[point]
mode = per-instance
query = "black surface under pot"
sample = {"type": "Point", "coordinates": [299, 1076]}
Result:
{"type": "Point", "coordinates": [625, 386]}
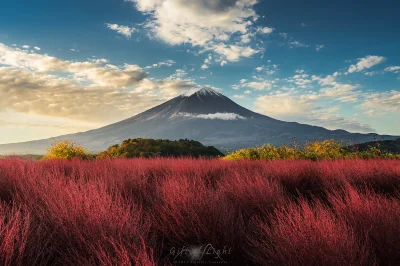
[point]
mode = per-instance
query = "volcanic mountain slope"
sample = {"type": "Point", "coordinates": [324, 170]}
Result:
{"type": "Point", "coordinates": [206, 116]}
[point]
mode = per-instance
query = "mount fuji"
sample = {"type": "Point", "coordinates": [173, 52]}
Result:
{"type": "Point", "coordinates": [206, 116]}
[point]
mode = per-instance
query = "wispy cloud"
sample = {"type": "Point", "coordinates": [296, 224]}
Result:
{"type": "Point", "coordinates": [366, 63]}
{"type": "Point", "coordinates": [123, 30]}
{"type": "Point", "coordinates": [210, 25]}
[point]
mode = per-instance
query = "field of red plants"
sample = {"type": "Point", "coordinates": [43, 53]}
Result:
{"type": "Point", "coordinates": [177, 211]}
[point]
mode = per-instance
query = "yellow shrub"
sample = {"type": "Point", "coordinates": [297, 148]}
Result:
{"type": "Point", "coordinates": [67, 149]}
{"type": "Point", "coordinates": [328, 149]}
{"type": "Point", "coordinates": [318, 150]}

* **Your objective**
Each record above should be copied character for character, with pictures dropped.

* **Output below**
[point]
mode = per-instance
query = "black surface under pot"
sample = {"type": "Point", "coordinates": [299, 1076]}
Result:
{"type": "Point", "coordinates": [625, 386]}
[point]
mode = per-instance
query = "volcanic mountain slope"
sample = {"type": "Point", "coordinates": [324, 170]}
Result:
{"type": "Point", "coordinates": [206, 116]}
[point]
mode = per-instance
query = "mount fuji"
sample = {"type": "Point", "coordinates": [173, 52]}
Result:
{"type": "Point", "coordinates": [206, 116]}
[point]
mode = per-instance
query = "wispy cloud"
sample = {"type": "Point", "coordinates": [296, 224]}
Result:
{"type": "Point", "coordinates": [366, 63]}
{"type": "Point", "coordinates": [123, 30]}
{"type": "Point", "coordinates": [210, 25]}
[point]
mode = per-instance
query = "field of red plants"
sample = {"type": "Point", "coordinates": [43, 53]}
Result:
{"type": "Point", "coordinates": [177, 211]}
[point]
mode = per-instance
query = "yellow shrub"
sample = {"type": "Point", "coordinates": [297, 148]}
Result:
{"type": "Point", "coordinates": [67, 149]}
{"type": "Point", "coordinates": [328, 149]}
{"type": "Point", "coordinates": [318, 150]}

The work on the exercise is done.